WHAT THE TASK REQUIRES
Can you retype only the lines from the one with "Annotation task — annotate the wooden post" through the final line of the material, exactly as given?

DATA
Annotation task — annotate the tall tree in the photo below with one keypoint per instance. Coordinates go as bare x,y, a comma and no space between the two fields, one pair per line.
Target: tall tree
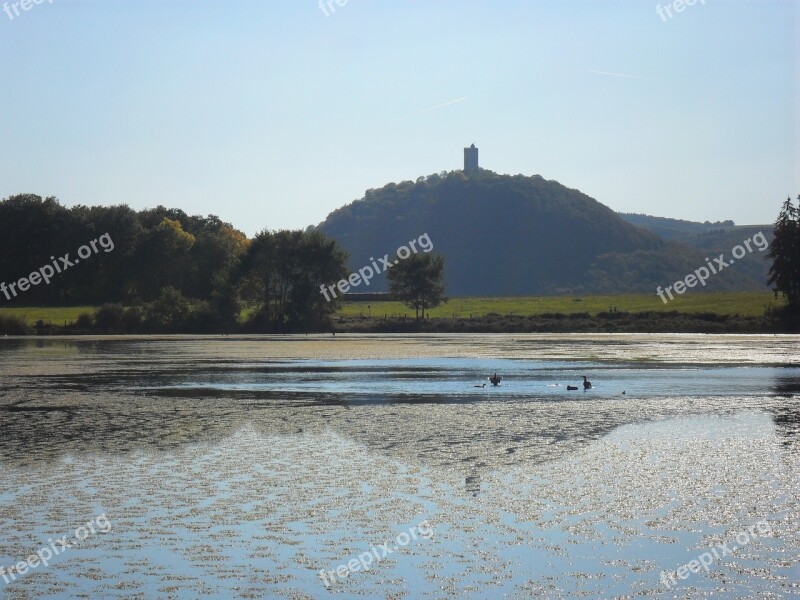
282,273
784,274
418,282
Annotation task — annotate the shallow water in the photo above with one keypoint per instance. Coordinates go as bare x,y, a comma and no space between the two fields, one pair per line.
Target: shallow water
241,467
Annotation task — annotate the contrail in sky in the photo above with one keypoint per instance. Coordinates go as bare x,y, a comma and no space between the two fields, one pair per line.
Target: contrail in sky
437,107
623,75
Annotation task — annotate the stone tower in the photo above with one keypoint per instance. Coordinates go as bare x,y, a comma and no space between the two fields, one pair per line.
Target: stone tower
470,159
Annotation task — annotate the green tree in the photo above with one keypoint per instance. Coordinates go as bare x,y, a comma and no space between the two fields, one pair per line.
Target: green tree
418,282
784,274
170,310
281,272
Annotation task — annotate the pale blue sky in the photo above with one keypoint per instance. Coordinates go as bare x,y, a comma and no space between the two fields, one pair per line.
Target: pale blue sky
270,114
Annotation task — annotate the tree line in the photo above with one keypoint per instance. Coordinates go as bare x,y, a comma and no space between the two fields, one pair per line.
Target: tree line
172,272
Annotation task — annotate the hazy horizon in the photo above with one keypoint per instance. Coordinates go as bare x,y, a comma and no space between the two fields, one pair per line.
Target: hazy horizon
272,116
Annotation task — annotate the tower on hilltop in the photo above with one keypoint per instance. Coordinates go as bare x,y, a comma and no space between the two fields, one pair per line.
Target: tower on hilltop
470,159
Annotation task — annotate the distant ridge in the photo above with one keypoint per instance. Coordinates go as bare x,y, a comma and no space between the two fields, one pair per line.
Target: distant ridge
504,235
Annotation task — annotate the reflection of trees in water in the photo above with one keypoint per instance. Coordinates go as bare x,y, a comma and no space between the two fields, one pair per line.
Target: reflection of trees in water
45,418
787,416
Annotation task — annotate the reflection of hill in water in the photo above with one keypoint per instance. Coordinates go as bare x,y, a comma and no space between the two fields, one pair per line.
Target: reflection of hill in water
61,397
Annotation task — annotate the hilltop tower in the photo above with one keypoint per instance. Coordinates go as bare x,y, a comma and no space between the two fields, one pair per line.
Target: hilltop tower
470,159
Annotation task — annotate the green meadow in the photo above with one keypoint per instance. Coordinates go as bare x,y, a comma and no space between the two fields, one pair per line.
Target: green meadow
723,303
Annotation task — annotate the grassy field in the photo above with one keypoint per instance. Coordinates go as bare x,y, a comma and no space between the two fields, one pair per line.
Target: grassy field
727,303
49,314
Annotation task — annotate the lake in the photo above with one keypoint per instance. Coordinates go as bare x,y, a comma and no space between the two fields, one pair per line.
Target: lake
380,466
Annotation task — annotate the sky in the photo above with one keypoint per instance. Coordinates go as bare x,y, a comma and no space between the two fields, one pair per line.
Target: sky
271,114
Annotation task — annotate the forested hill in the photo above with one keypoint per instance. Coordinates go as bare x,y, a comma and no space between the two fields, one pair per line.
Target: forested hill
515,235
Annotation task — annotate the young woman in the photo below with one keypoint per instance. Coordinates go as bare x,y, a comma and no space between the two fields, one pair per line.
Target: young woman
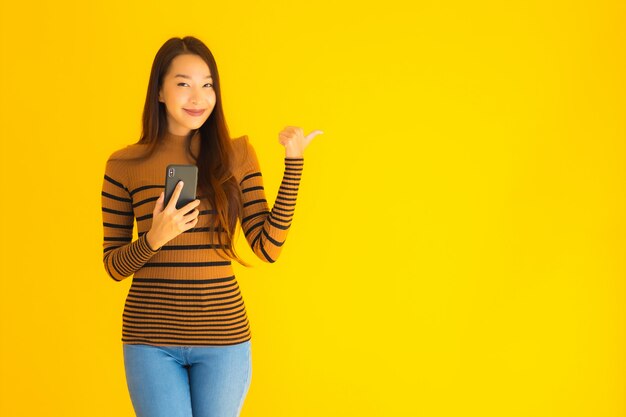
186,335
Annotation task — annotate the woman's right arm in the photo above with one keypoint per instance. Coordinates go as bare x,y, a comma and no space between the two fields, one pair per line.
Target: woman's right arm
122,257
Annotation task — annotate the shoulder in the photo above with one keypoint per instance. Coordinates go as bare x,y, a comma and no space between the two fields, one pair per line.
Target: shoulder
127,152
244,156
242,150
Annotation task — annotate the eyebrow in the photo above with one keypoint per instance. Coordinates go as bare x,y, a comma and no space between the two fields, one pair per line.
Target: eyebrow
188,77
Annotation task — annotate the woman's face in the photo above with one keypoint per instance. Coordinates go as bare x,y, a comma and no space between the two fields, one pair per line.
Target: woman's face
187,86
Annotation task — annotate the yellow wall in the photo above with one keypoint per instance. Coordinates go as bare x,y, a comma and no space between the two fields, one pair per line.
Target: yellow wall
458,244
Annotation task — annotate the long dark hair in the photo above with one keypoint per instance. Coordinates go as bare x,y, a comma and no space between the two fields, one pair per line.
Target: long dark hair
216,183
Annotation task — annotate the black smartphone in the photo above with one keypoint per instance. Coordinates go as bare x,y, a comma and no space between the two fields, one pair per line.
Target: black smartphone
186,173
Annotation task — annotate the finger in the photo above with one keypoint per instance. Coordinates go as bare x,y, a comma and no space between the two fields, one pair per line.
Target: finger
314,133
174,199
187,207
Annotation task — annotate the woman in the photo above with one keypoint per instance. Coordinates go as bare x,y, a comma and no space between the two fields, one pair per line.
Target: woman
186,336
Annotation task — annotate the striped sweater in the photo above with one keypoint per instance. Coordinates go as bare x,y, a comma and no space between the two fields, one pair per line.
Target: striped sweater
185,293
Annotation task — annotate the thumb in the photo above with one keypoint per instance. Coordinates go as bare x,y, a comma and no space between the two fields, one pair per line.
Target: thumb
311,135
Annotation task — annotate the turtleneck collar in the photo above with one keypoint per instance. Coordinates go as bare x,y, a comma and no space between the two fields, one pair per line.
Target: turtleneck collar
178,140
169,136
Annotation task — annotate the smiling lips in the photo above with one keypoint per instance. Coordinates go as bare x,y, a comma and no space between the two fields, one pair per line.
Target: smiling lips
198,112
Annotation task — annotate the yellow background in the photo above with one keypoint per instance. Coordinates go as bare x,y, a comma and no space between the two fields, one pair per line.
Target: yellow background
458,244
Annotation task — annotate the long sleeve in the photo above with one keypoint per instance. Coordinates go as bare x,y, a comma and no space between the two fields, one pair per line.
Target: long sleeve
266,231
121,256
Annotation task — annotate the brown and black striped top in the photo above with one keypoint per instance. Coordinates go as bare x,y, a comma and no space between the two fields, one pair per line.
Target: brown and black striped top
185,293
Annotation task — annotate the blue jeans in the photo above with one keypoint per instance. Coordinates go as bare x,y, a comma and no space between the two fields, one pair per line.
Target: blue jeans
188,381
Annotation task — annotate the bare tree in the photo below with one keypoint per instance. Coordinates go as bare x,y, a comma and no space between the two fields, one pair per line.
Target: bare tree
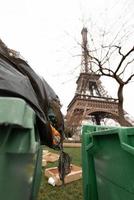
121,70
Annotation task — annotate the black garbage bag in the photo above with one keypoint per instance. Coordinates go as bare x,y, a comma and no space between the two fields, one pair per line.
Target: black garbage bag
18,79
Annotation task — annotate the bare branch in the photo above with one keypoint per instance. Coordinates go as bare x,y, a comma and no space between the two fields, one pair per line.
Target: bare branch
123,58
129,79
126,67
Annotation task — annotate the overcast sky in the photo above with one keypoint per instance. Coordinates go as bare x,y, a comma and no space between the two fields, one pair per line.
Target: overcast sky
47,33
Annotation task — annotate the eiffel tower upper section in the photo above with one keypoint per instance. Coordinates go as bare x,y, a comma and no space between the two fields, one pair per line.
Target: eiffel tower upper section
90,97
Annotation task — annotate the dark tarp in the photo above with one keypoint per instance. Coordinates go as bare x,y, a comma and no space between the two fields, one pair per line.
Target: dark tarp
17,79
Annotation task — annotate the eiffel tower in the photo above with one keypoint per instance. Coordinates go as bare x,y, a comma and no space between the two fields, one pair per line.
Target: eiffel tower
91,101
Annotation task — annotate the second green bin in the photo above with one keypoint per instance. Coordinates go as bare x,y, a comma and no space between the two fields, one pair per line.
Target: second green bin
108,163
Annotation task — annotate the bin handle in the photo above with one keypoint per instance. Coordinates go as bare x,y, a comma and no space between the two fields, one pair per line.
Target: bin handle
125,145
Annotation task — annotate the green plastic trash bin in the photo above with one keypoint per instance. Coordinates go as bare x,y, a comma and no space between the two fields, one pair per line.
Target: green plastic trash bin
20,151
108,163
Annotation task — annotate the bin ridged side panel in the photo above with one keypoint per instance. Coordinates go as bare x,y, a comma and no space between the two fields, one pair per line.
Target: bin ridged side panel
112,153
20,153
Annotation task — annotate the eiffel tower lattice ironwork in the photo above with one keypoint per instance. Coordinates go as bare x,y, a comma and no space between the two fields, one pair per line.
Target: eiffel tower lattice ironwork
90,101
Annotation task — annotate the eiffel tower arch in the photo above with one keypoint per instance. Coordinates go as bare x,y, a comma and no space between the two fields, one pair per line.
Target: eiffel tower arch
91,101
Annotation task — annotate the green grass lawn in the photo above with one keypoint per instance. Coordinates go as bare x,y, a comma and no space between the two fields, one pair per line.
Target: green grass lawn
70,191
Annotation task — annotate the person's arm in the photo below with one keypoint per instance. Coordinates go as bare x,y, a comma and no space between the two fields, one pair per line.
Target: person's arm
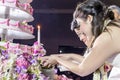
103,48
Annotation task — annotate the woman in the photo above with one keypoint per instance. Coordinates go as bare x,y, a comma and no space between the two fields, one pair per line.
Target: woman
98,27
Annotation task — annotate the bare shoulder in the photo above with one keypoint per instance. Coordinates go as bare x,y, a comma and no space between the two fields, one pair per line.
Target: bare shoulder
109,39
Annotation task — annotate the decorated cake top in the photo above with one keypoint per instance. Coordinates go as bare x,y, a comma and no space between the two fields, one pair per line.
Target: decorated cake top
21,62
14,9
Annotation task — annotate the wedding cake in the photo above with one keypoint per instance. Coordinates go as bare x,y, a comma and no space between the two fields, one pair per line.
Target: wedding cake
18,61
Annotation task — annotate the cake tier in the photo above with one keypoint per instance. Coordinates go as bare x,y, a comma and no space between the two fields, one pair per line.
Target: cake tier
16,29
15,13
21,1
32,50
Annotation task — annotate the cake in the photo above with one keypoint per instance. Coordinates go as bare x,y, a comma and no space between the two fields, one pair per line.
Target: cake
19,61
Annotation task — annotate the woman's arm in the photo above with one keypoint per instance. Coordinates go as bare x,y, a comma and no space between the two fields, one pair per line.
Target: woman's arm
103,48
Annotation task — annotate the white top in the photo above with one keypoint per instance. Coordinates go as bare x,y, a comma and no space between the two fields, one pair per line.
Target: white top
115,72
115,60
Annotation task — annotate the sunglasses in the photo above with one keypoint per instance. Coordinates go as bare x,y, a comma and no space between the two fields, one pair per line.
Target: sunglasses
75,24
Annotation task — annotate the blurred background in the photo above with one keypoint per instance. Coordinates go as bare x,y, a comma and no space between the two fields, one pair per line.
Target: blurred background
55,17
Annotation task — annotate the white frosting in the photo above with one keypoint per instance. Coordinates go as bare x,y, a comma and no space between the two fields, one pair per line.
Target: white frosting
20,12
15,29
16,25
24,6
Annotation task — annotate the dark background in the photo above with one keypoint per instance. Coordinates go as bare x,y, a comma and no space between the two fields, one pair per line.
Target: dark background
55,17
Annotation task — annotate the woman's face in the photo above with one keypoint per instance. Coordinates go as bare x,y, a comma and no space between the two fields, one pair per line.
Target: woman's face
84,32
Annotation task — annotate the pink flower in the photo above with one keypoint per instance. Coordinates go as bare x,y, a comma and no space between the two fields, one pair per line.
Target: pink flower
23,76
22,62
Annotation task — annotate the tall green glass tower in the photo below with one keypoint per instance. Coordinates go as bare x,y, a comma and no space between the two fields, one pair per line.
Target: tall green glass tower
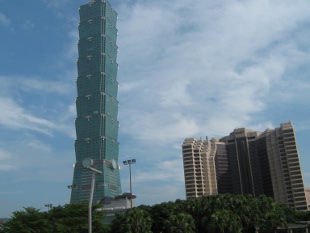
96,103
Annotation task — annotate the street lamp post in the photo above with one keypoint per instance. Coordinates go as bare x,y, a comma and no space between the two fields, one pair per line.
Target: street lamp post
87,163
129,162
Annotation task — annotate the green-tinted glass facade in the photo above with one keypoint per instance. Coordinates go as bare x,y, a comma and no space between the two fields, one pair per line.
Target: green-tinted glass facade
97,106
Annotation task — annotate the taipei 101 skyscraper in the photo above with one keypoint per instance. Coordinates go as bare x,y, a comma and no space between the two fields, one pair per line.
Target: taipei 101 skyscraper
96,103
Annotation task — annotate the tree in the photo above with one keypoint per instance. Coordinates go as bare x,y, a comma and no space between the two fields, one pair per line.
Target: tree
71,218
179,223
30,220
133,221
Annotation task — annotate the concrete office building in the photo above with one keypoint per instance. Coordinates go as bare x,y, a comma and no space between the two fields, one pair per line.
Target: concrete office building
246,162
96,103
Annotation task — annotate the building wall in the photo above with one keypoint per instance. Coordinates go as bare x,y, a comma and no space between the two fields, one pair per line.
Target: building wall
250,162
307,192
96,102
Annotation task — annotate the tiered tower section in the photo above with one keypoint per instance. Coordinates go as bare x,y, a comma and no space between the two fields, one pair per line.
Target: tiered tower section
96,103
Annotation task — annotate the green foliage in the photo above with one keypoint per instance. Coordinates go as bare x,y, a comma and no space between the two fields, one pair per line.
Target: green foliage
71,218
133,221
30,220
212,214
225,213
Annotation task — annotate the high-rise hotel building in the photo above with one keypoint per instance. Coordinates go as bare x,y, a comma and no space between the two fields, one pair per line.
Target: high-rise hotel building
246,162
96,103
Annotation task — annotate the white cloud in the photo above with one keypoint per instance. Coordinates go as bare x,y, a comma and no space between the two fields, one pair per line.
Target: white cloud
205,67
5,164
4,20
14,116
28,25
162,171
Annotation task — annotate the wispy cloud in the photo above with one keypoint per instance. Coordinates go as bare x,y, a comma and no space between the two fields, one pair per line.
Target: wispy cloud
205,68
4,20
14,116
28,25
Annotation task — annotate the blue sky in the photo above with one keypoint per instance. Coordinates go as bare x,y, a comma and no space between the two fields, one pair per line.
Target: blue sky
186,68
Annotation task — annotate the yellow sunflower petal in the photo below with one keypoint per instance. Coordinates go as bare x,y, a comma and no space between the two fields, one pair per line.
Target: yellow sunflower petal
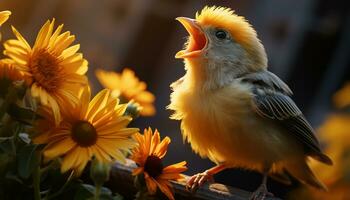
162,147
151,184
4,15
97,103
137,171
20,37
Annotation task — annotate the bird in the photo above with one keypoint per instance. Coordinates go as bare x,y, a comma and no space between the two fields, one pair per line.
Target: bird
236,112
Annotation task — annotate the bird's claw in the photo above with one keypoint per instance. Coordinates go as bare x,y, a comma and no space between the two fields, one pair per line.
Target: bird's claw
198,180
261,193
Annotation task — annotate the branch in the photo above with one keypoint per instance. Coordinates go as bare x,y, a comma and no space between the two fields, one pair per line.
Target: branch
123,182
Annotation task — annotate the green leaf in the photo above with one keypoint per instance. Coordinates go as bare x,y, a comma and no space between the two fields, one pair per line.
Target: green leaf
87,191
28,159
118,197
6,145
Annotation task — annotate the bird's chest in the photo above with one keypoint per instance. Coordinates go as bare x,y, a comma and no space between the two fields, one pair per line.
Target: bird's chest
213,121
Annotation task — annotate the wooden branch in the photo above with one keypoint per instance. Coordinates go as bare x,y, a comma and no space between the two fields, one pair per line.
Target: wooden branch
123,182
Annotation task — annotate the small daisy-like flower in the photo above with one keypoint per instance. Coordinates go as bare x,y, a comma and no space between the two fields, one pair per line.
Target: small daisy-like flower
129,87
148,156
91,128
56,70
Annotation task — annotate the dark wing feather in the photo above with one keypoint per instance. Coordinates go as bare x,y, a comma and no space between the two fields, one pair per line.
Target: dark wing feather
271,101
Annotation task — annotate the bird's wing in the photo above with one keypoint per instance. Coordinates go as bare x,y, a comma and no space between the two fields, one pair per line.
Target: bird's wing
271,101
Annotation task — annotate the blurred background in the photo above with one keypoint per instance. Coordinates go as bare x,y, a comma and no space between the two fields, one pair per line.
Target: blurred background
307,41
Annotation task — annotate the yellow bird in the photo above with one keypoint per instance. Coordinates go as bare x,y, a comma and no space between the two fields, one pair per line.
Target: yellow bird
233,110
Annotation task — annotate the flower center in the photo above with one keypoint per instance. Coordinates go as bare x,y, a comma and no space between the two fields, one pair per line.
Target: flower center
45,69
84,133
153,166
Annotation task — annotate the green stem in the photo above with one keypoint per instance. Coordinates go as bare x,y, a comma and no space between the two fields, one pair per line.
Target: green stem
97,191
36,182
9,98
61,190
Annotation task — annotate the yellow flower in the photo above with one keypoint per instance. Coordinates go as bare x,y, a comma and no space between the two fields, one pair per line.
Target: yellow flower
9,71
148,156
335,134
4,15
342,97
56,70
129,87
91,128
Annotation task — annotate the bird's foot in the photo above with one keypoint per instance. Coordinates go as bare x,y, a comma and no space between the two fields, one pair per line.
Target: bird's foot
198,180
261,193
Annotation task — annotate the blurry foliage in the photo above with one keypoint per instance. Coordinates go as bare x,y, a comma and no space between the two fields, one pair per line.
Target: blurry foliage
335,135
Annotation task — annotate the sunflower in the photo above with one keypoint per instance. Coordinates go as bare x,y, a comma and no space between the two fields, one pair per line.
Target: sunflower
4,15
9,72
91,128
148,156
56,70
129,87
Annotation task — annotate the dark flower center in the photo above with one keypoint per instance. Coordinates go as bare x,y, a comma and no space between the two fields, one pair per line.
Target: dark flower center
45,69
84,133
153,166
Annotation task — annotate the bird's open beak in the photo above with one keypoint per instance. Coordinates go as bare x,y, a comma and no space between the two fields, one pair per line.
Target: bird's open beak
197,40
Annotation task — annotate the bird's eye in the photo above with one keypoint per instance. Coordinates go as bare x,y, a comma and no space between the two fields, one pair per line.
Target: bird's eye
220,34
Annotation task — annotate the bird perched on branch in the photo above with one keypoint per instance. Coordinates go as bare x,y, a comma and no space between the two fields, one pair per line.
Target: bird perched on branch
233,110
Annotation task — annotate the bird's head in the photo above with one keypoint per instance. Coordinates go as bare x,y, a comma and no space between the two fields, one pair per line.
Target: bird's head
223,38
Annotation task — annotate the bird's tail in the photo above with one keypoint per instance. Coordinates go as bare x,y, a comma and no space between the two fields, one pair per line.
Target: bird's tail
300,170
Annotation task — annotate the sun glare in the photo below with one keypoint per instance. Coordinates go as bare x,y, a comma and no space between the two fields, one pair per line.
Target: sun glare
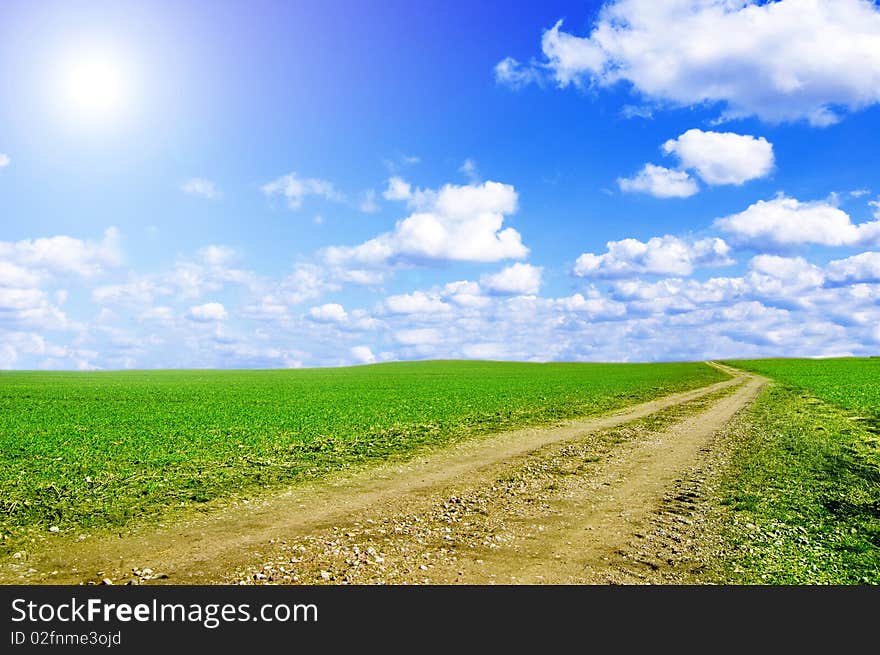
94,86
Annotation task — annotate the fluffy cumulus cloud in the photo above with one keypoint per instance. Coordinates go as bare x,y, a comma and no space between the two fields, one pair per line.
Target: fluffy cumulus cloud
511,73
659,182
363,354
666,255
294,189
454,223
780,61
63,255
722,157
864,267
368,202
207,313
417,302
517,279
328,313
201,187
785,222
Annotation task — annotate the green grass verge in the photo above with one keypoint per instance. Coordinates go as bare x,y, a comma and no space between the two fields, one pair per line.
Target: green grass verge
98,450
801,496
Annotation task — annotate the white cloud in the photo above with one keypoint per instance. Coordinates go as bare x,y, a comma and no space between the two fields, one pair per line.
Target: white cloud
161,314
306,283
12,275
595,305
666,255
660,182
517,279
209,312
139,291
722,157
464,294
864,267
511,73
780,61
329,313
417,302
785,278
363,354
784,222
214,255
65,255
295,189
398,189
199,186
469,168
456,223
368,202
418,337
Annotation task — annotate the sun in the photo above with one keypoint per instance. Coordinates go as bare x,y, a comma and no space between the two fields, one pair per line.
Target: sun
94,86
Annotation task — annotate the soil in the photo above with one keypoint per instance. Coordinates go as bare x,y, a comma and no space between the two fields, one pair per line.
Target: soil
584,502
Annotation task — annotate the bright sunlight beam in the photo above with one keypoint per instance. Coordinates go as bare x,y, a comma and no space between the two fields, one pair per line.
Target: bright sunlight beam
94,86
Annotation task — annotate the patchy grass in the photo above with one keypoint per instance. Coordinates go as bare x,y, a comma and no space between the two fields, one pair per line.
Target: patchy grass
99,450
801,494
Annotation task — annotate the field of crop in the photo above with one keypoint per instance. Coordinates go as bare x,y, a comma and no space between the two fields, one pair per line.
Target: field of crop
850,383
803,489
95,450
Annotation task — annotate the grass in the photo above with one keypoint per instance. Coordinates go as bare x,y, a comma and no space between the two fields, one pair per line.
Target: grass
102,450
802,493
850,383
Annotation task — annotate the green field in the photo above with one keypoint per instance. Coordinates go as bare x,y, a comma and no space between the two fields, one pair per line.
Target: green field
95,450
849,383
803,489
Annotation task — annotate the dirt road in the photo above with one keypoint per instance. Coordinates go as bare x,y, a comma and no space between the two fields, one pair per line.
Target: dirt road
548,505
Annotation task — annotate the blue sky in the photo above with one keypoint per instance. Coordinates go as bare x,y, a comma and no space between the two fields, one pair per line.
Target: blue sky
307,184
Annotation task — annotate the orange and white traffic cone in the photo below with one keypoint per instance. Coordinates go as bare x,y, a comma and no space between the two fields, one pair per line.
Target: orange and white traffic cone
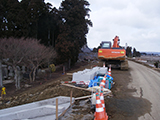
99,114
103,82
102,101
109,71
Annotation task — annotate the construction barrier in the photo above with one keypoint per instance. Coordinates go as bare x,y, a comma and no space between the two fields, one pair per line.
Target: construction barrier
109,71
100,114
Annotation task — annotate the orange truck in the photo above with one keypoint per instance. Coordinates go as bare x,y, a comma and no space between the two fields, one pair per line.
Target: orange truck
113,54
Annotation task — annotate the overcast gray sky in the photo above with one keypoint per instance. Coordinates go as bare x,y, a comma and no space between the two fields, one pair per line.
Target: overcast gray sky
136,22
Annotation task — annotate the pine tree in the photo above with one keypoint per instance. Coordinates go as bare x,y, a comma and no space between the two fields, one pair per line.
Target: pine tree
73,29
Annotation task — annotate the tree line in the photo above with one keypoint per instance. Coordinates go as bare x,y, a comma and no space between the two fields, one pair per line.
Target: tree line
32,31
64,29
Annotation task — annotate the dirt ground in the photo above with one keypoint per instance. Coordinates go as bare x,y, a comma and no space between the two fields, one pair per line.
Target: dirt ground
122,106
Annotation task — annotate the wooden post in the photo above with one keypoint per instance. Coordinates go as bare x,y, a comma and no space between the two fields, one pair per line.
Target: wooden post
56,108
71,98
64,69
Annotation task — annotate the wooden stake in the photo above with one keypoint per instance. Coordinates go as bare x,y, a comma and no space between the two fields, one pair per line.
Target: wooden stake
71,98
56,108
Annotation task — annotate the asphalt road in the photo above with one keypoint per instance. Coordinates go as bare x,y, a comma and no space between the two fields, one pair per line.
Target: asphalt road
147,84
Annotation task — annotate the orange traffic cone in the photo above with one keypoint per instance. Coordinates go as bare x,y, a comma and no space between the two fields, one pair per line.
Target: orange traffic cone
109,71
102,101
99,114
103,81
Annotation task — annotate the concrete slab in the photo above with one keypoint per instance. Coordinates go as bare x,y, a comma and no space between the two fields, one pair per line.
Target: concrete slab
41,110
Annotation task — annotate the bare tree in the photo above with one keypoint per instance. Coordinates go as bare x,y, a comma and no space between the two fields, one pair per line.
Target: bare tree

REPLY
Annotation task — annotate the wooden post in the photo above with one keypoint per instance. Coordinates go as bare x,y, a comma and no space between the two fields, one pair per line.
Target: wooden post
56,108
71,98
64,69
Annotation task — annotate the wooden stake in the photo above with one keypoint per instance. Coordinates go as bare x,y, a comma and no space between the two fields, one pair per line.
Target: wooden stake
71,98
56,108
Annotation task — annotate the asphalt road in the photo above with one keypoint per instance. Coordinates go as bare x,y, a comma and no space between the two fields, one pair per line.
Target: asphalt road
147,84
Annotation task — annotate the orange traffic cone in the photo above with one keypoint per instance. Coordinates go as bare x,y, a comma and no space between the two fields, one pair per line.
Target: orange traffic cone
109,71
102,101
99,114
103,81
Annotation task — annotate the concrete slab in the photo above with one keypoint per instance. Coordinates go as bare x,y, a comma and no space between the two fields, one pair per line.
Target: concrete slab
41,110
Annotation task — annotate the bare tree in the photo above with one keypoint per instance. Coordinates go as bare x,y, a comma and no space between the two fields, one pair per line.
Target: bare tree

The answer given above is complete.